Top of DATA SECTION

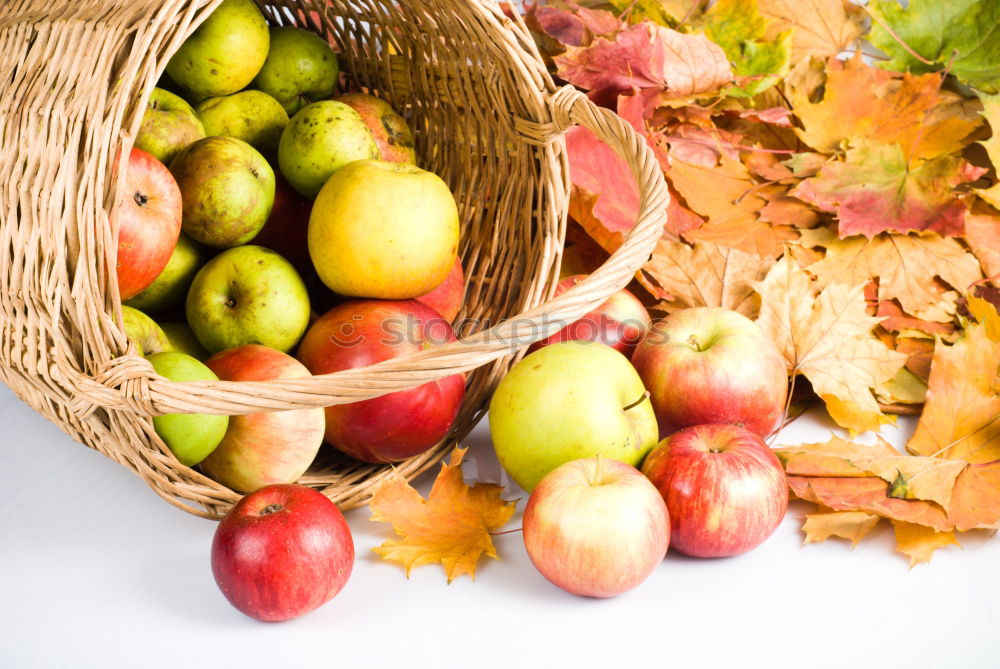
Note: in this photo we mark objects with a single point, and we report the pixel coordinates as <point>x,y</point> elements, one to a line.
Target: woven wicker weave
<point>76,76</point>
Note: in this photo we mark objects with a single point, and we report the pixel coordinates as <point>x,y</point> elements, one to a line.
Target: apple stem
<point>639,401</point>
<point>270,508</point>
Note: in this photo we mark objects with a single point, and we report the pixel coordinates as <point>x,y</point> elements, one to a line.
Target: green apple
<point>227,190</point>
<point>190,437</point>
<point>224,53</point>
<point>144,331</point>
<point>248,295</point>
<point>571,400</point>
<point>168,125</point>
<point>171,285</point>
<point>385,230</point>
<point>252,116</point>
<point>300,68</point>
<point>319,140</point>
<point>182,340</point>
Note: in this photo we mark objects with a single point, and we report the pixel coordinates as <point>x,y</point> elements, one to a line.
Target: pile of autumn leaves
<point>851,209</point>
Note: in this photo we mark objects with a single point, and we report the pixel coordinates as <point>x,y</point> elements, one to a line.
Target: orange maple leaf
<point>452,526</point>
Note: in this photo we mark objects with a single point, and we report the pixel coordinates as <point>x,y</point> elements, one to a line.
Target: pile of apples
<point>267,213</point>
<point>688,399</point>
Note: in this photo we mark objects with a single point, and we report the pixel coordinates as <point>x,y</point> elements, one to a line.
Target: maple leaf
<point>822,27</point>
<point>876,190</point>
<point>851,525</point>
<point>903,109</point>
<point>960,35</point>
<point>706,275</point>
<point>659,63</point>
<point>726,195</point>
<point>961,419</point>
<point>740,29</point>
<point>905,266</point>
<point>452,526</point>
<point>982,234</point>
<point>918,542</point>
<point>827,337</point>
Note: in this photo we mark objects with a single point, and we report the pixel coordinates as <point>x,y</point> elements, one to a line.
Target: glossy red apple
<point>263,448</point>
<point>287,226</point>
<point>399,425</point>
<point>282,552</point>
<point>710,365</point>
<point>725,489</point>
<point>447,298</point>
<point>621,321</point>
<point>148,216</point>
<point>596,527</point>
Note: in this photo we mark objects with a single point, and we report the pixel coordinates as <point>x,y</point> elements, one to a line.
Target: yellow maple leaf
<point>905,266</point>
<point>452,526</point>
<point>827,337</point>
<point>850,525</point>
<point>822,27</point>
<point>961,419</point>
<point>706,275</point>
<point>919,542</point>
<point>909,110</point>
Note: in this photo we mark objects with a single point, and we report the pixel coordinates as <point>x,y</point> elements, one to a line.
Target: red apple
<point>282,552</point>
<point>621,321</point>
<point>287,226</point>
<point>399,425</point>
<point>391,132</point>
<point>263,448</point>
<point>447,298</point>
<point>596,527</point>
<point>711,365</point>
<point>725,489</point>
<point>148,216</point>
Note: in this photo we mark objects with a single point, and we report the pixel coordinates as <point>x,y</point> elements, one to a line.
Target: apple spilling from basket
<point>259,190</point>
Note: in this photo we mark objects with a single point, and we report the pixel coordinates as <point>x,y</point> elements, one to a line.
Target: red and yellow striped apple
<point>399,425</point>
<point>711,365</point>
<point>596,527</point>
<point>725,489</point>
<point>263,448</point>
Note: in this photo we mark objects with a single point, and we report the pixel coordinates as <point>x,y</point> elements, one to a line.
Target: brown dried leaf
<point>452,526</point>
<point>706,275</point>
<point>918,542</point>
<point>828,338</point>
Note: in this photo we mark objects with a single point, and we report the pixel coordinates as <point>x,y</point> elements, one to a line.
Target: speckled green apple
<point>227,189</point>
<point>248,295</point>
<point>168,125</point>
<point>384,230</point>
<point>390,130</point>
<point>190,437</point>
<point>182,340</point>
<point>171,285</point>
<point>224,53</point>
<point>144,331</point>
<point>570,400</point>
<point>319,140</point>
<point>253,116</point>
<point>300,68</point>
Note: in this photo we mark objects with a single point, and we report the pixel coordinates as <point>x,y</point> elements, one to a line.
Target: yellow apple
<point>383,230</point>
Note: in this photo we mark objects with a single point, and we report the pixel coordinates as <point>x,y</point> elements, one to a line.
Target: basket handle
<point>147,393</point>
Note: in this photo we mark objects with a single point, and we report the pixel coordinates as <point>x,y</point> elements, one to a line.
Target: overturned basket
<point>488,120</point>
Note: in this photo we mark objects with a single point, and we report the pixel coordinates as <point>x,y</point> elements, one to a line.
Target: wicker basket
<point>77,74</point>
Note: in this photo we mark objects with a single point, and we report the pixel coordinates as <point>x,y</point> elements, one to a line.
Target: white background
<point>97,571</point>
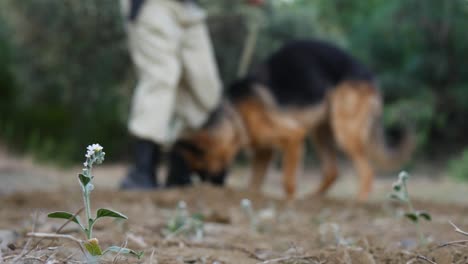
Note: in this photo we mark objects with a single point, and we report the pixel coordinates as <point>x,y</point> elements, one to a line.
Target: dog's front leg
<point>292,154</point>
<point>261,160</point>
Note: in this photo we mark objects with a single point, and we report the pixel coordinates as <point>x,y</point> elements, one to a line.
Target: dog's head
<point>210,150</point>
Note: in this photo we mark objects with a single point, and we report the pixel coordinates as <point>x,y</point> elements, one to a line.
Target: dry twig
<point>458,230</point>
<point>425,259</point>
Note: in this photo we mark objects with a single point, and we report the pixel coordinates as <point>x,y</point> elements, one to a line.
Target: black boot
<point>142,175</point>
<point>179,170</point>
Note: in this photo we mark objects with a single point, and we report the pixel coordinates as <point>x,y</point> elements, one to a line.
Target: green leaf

Bottom of DATA SECTION

§ WORK INSTRUCTION
Every entry above should be restated word for word, with the images left out.

§ REPLY TO THE EXERCISE
Note: in this photo we mark objects with a single point, and we report the pixel coordinates as <point>x,y</point> elements, one to a line.
Target: woven wicker weave
<point>76,76</point>
Note: in this photo we mark objects with a single point, and we report the pixel coordinates as <point>x,y</point> elements, one to a line.
Target: apple stem
<point>639,401</point>
<point>270,508</point>
Note: in this photo we mark objects with a single point, and we report the pixel coordinates as <point>x,y</point> elements, one to a line.
Target: green apple
<point>227,190</point>
<point>190,437</point>
<point>224,53</point>
<point>144,331</point>
<point>248,295</point>
<point>571,400</point>
<point>168,125</point>
<point>171,285</point>
<point>385,230</point>
<point>252,116</point>
<point>300,68</point>
<point>319,140</point>
<point>182,340</point>
Note: in this photo we mark objects with a single point, and we report the pixel coordinates as <point>x,y</point> elements, one to a line.
Target: pile of autumn leaves
<point>851,209</point>
Note: in this photo we mark objects with a single point, and we report the pixel coordinates as <point>x,y</point> elements, one to a line.
Target: orange maple leaf
<point>452,526</point>
Note: in this photo we mark objects with a single point, and we report the pixel coordinates as <point>x,y</point> elements, one to a line.
Target: pile of apples
<point>267,213</point>
<point>688,399</point>
Note: in this photo we mark objects with a single point, and we report the pixel coordinates as <point>x,y</point> elements, one to a line.
Target: maple leaf
<point>822,27</point>
<point>876,190</point>
<point>851,525</point>
<point>903,109</point>
<point>960,35</point>
<point>706,275</point>
<point>659,63</point>
<point>726,195</point>
<point>961,419</point>
<point>740,29</point>
<point>905,266</point>
<point>452,526</point>
<point>982,234</point>
<point>918,542</point>
<point>827,337</point>
Note: in this photo we mark objects with a single point, and we report the pixel coordinates as <point>x,y</point> elements, one to a line.
Target: glossy red apple
<point>263,448</point>
<point>287,226</point>
<point>399,425</point>
<point>282,552</point>
<point>710,365</point>
<point>725,489</point>
<point>447,298</point>
<point>621,321</point>
<point>148,216</point>
<point>596,527</point>
Note: in this photo we mark objects with a single point, and we report the pixel coordinates as <point>x,y</point> elements, one to a line.
Target: yellow maple leaf
<point>905,266</point>
<point>452,526</point>
<point>827,337</point>
<point>850,525</point>
<point>822,27</point>
<point>961,419</point>
<point>706,275</point>
<point>919,542</point>
<point>909,110</point>
Note: in this photo we mark objects with a single point, and we report the pixel coordinates as <point>x,y</point> elements, one to a line.
Target: red apple
<point>282,552</point>
<point>621,321</point>
<point>287,226</point>
<point>399,425</point>
<point>391,132</point>
<point>263,448</point>
<point>447,298</point>
<point>596,527</point>
<point>711,365</point>
<point>725,489</point>
<point>148,216</point>
Note: in this photo we mark objects with a single point, and we report the pixel coordinates as <point>x,y</point> elements, one to a line.
Target: apple spilling from basket
<point>259,190</point>
Note: in this photo we mark objects with a single point, and we report the pixel coordinates as <point>x,y</point> elements, one to a line.
Target: red and yellow striped apple
<point>399,425</point>
<point>711,365</point>
<point>596,527</point>
<point>725,489</point>
<point>263,448</point>
Note: in this photo we mark objects with a single point, and we report the pixel coordinates as <point>x,y</point> elements, one to a line.
Target: brown dried leaf
<point>452,526</point>
<point>706,275</point>
<point>918,542</point>
<point>828,338</point>
Note: in this photo we mark objects with a single point, and we report the pixel coordinates as <point>x,y</point> elements, one to a line.
Target: speckled green apple
<point>227,189</point>
<point>248,295</point>
<point>168,125</point>
<point>384,230</point>
<point>390,130</point>
<point>190,437</point>
<point>182,340</point>
<point>171,285</point>
<point>224,53</point>
<point>144,331</point>
<point>570,400</point>
<point>319,140</point>
<point>253,116</point>
<point>300,68</point>
Note: in this photo we mark objects with a single point, and we report the pixel coordinates as <point>x,y</point> elements, one to a line.
Target: yellow apple
<point>383,230</point>
Note: in this photo we mark objects with a single point, and we report the pixel coordinates as <point>x,y</point> elements, one to a line.
Target: basket handle
<point>147,393</point>
Note: in this photo we mark objects with a single point, and we report the pixel coordinates as <point>x,y</point> elements, one to a line.
Target: overturned basket
<point>488,120</point>
Note: in this photo we mark objects with a single point, and we report the pixel coordinates as <point>x,y</point> elements, one to a line.
Target: wicker basket
<point>77,74</point>
Note: in this photo we mark objects with a single point, and we report the pixel coordinates as <point>x,y</point> elements, one to a line.
Target: white background
<point>97,571</point>
Note: in this photo we mark objects with a single point, and we report the pixel coordinates as <point>x,y</point> elements, one to a line.
Target: dog's front leg
<point>292,154</point>
<point>261,160</point>
Note: in this photo we mark objects with a single point, and we report the pixel coordinates as <point>x,y</point> elements, one to a line.
Target: dog's head
<point>210,150</point>
Note: in this photo we mark objects with a single point, and we report the pixel coordinates as <point>x,y</point> elements, one to a line.
Target: dry twig
<point>458,230</point>
<point>425,259</point>
Note: in this photo we mark objects with a single point, and we report the pixel coordinates as <point>x,y</point> elements, one to a line.
Target: black boot
<point>142,175</point>
<point>179,170</point>
Note: in this photo we mark objects with a single point, and we report the pixel coordinates as <point>x,y</point> elements, one to a line.
Target: green leaf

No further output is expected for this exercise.